DOCUMENT TEXT =

╔══

Even though there was considerable expansion of trade and industry throughout Macedonia, crime remained high. Such vigorous commercial activity is quite remarkable considering that it took place amid conditions which were far from favourable. Southern Macedonia (present day Greek-Macedonia) continued to be a hot-bed of rebels (ajduks) and bandits. In such regions where the Macedonian population was dominant, it was the bandits and ajduk  (freedom fighters) that were chiefly responsible for the wide spread disorder.

In 1759 the Porte (Ottoman central government) began to take action against the most troublesome of them all, the Albanian mercenaries. Villages would unite to word off the common danger.

The system’s degeneration and corruption also hurt the patriarchate of Constantinople and the Orthodox church as bribery permeated the millet’s (court of law) operations. The Phanariotes – ‘‘Greeks who entered the Ottoman service and gained great power and wealth as administrators, tax farmers, merchants and contractors’’ – controlled the patriarchate and through it the millet. The Greek ethnic element, gradually assumed complete control; Greek displaced Church Slavonic and became the church’s exclusive language in the empire. This development slowed the spread even of limited education and culture to the vast non-Greek majority of Macedonians, Romanians, and Albanians under the patriarch’s jurisdiction.

Due to numerous uprisings against the Turkish occupying forces in Macedonia, in which the church had a leading role, and under cunning accusations from the Ecumenical Partriarch in Constantinople/Istanbul, in 1767 they abolished the autocephalous Macedonian Apostolic Church. The overall church jurisdiction of the Macedonia Peninsula passed then under the apostate and treacherous Ecumenical Patriach of Constantinople/Istanbul.

1767 – Abolishing the Autocephalous Macedonian Apostolic Church

1767 – “Required to use Greek as the Liturgical Language in all Orthodox Churches

It is from this point on – 1767, the Ottoman, with the assistance of the Greek Ecumenical Patriarch of Istanbul (Constantinople), devised a plan to combat national movements in the Balkans. All Orthodox eparchies in Macedonia, Serbia, Bulgaria and Rumania were now required to use Greek as the Liturgical language in all Orthodox Churches. By instating Greek as the liturgical language of all Orthodox churches in the empire, the demographic narrative of the Balkans begins to change.

╚══

REQUIRED TASK A = Please give the text on Macedonia again, everything from "Even though there" down to "wide spread disorder.", with "crime" replaced by "lawlessness".

RECORDS SHOWN =
╔══

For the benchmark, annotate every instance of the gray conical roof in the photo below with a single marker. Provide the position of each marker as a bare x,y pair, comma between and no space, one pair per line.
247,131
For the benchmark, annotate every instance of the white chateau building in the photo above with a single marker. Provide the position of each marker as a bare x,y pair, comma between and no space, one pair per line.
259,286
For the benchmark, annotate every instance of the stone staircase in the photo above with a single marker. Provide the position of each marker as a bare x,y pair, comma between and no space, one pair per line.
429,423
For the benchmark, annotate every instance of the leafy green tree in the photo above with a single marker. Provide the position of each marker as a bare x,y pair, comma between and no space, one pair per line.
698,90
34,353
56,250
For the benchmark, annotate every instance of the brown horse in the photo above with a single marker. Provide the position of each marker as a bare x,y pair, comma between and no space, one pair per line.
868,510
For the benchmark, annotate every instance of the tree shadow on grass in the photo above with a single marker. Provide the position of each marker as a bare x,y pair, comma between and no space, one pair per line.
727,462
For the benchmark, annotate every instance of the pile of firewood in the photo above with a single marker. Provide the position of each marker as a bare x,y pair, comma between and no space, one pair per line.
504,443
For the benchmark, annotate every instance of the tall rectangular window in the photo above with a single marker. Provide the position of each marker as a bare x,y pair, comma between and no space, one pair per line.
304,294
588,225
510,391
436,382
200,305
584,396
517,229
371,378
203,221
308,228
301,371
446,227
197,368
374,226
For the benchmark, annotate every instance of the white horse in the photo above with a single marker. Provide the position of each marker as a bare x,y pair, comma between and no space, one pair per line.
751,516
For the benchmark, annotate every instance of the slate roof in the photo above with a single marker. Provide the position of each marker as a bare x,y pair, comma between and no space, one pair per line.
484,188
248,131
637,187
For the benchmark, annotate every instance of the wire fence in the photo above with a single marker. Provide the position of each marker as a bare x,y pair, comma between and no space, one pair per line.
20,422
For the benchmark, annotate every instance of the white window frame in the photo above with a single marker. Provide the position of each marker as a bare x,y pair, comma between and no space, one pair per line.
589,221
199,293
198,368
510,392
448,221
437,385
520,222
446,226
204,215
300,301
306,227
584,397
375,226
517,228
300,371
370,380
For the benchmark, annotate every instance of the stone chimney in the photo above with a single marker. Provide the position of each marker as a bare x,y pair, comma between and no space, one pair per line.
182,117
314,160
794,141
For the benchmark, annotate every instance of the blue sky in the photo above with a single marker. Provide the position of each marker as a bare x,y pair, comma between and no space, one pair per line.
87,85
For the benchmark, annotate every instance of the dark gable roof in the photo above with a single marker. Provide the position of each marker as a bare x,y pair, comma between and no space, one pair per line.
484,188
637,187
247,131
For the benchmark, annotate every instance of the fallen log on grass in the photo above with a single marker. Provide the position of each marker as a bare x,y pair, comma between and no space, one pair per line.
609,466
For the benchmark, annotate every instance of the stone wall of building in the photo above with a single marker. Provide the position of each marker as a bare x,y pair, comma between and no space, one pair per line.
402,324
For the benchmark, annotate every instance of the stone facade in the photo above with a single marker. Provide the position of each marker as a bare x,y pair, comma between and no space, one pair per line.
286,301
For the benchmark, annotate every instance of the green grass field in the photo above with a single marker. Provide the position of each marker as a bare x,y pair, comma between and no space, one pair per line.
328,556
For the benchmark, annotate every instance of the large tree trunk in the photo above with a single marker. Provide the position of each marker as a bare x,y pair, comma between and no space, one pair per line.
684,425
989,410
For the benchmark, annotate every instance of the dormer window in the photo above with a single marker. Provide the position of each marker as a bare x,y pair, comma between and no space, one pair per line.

╚══

REQUIRED TASK B = Return each line of the entries that contains the string "horse". Case counts.

CORRECT ANSWER A =
Even though there was considerable expansion of trade and industry throughout Macedonia, lawlessness remained high. Such vigorous commercial activity is quite remarkable considering that it took place amid conditions which were far from favourable. Southern Macedonia (present day Greek-Macedonia) continued to be a hot-bed of rebels (ajduks) and bandits. In such regions where the Macedonian population was dominant, it was the bandits and ajduk  (freedom fighters) that were chiefly responsible for the wide spread disorder.

CORRECT ANSWER B =
For the benchmark, annotate every instance of the brown horse in the photo above with a single marker. Provide the position of each marker as a bare x,y pair, comma between and no space, one pair per line.
For the benchmark, annotate every instance of the white horse in the photo above with a single marker. Provide the position of each marker as a bare x,y pair, comma between and no space, one pair per line.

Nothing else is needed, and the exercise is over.